**ABOUT THIS TASK**
Reproduce every record below, character by character.

_ _ _ _ _ _ _

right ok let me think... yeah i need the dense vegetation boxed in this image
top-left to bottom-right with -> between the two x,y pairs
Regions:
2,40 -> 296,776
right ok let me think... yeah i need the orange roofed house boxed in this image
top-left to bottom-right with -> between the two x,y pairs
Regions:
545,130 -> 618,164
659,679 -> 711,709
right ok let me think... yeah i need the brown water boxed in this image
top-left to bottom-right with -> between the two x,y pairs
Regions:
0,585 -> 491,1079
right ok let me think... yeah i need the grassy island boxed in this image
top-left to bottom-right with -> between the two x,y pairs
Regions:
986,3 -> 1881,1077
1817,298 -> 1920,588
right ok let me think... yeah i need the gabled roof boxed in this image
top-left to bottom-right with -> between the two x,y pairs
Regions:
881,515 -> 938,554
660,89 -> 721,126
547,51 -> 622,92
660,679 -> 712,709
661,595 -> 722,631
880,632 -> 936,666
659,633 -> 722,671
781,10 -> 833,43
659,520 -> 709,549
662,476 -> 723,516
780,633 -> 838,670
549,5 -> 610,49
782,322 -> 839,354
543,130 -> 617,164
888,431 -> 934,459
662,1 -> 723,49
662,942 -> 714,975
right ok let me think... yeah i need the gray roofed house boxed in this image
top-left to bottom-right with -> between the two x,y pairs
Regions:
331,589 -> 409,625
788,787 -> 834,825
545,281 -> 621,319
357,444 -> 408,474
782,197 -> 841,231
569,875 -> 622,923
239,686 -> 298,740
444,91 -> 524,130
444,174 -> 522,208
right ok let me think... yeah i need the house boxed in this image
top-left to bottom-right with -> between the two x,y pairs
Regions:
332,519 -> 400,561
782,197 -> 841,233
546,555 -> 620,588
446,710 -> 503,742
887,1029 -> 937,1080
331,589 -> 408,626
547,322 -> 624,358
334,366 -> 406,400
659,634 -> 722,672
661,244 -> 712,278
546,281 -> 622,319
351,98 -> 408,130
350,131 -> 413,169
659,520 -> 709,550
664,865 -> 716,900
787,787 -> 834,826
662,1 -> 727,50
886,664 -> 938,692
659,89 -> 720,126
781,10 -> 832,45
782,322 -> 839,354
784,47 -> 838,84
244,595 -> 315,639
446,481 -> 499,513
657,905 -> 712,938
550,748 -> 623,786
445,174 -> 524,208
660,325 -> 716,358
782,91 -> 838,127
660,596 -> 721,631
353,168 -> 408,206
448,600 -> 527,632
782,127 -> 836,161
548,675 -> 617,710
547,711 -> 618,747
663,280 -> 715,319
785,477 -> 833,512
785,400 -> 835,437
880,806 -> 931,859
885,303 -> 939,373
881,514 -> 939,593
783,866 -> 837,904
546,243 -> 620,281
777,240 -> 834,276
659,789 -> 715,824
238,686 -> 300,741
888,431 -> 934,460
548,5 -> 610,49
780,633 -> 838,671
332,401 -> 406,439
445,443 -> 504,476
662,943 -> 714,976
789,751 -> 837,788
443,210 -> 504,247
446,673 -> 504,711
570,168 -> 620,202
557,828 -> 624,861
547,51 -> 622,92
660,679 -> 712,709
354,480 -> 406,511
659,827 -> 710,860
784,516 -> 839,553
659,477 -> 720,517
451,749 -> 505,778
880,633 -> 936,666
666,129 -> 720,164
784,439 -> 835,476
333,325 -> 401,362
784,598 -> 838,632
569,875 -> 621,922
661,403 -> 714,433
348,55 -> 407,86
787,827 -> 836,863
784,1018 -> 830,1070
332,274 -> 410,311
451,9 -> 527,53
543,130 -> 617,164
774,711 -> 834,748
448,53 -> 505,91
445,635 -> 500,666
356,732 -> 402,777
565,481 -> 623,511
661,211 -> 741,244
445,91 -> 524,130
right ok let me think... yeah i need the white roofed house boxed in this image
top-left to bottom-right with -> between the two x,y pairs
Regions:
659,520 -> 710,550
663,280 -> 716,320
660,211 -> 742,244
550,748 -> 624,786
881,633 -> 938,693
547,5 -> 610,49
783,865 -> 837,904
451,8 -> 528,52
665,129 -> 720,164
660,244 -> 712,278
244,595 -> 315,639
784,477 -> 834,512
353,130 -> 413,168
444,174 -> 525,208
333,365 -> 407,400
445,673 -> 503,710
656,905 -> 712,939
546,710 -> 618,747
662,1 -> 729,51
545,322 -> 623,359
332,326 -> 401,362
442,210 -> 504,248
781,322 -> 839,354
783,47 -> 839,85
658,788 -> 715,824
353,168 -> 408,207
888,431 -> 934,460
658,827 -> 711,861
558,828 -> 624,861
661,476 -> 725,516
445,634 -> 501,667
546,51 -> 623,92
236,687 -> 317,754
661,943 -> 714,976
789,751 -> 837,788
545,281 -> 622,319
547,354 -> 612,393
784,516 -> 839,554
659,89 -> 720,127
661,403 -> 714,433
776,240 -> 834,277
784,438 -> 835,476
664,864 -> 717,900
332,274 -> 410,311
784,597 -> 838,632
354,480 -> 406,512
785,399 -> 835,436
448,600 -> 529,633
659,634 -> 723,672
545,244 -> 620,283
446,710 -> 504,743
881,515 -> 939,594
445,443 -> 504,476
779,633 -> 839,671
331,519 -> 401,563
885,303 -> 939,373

_ _ _ _ _ _ _

**ANSWER TO THE EXERCISE**
right ok let me think... yeah i need the dense vegetation boxed in this image
top-left to bottom-right with -> between the two x,y pairs
Regions:
2,40 -> 296,776
right ok let me think... yeah i need the orange roofed house boxed in this image
top-left to bottom-right with -> between the two x,y pairs
Regions:
545,130 -> 618,164
659,679 -> 711,709
right ok let me think... yeah i need the brown water boxed in this image
top-left to bottom-right with -> between the two x,y pairs
Regions:
0,585 -> 491,1079
right ok let me think... yeah i need the grassy island boxed in this image
top-left to bottom-right with -> between the two x,y pairs
Regions:
986,3 -> 1881,1077
1817,298 -> 1920,588
right ok let me think... yeah i need the gabled roof boxed in this image
top-left to bottom-right with -> between the two x,y pairs
Regions:
881,515 -> 938,554
660,89 -> 721,126
547,51 -> 622,92
660,679 -> 712,709
661,595 -> 722,631
880,632 -> 936,666
659,633 -> 722,671
781,10 -> 833,43
659,520 -> 709,549
662,476 -> 723,516
780,633 -> 838,670
549,5 -> 610,49
782,322 -> 839,354
543,130 -> 617,164
888,431 -> 934,459
662,1 -> 723,49
662,942 -> 714,975
right ok let me think... yeah i need the gray roofed house boxed in this image
top-left to bottom-right with -> between the two x,y pairs
Regions:
331,589 -> 409,625
788,787 -> 834,825
545,281 -> 621,319
357,444 -> 408,474
782,197 -> 841,231
569,875 -> 622,923
239,686 -> 298,740
444,91 -> 524,130
444,174 -> 522,208
right ok let me think... yeah i need the house boxed in this image
top-left to bottom-right with -> between the two x,y pairs
Regions:
332,519 -> 400,561
782,197 -> 841,233
546,555 -> 620,588
446,710 -> 503,742
887,1029 -> 937,1080
331,589 -> 408,626
547,322 -> 624,358
334,366 -> 406,400
659,634 -> 722,672
661,244 -> 712,278
546,281 -> 622,319
351,98 -> 408,130
350,131 -> 413,169
659,520 -> 709,550
664,865 -> 716,900
787,787 -> 834,826
662,1 -> 727,50
886,664 -> 938,692
659,89 -> 720,126
781,10 -> 832,45
782,322 -> 839,354
784,47 -> 838,84
244,595 -> 315,639
446,481 -> 499,513
657,905 -> 712,938
550,748 -> 623,786
445,174 -> 524,208
660,325 -> 716,358
782,91 -> 838,127
660,596 -> 721,631
353,168 -> 408,206
448,600 -> 527,632
782,127 -> 836,161
548,675 -> 617,710
547,711 -> 618,747
663,280 -> 715,319
785,477 -> 833,512
785,400 -> 835,437
880,806 -> 931,859
885,303 -> 939,373
881,514 -> 939,593
783,866 -> 837,904
546,243 -> 620,281
777,240 -> 834,276
659,789 -> 715,824
238,686 -> 300,741
888,431 -> 934,460
548,5 -> 610,49
780,633 -> 838,671
332,401 -> 406,439
445,443 -> 504,476
662,943 -> 714,976
789,751 -> 837,788
443,210 -> 504,247
446,673 -> 504,711
570,168 -> 620,202
557,828 -> 624,861
547,51 -> 622,92
660,679 -> 712,709
354,480 -> 406,511
659,827 -> 710,860
784,516 -> 839,553
659,477 -> 720,517
451,749 -> 505,778
880,633 -> 936,666
666,129 -> 720,164
784,439 -> 835,476
333,325 -> 401,362
784,598 -> 838,632
569,875 -> 621,922
661,403 -> 714,433
348,55 -> 407,86
787,827 -> 836,863
784,1018 -> 830,1070
332,274 -> 410,311
451,9 -> 527,53
543,130 -> 617,164
774,711 -> 834,748
448,53 -> 505,91
445,635 -> 500,666
356,732 -> 402,777
565,481 -> 623,511
661,211 -> 741,244
445,91 -> 524,130
right ok let me think... yeah i need the white roofed house boxed in this image
top-left to bottom-right with -> between the two x,y pairs
Regions:
659,520 -> 710,550
663,280 -> 716,320
660,211 -> 742,244
550,748 -> 624,786
881,633 -> 938,693
547,5 -> 610,49
783,865 -> 837,904
451,8 -> 528,52
665,129 -> 720,164
660,244 -> 712,278
244,595 -> 315,639
784,477 -> 834,512
353,130 -> 413,168
444,174 -> 525,208
333,365 -> 407,400
445,673 -> 503,710
656,905 -> 712,939
546,710 -> 618,747
662,1 -> 729,51
545,322 -> 623,359
332,326 -> 401,362
442,210 -> 504,248
781,322 -> 839,354
783,47 -> 839,85
658,788 -> 715,824
353,168 -> 408,207
888,431 -> 934,460
658,827 -> 711,861
558,828 -> 624,861
661,476 -> 725,516
445,634 -> 501,667
546,51 -> 623,92
236,687 -> 317,754
661,943 -> 714,976
789,751 -> 837,788
545,281 -> 622,319
547,354 -> 612,393
784,516 -> 839,554
659,89 -> 720,127
661,403 -> 714,433
776,240 -> 834,277
784,438 -> 835,476
664,864 -> 717,900
332,274 -> 410,311
784,597 -> 838,632
354,480 -> 406,512
785,399 -> 835,436
448,600 -> 529,633
659,634 -> 723,672
545,244 -> 620,283
446,710 -> 504,743
881,515 -> 939,594
445,443 -> 504,476
779,633 -> 839,671
331,519 -> 401,563
885,303 -> 939,373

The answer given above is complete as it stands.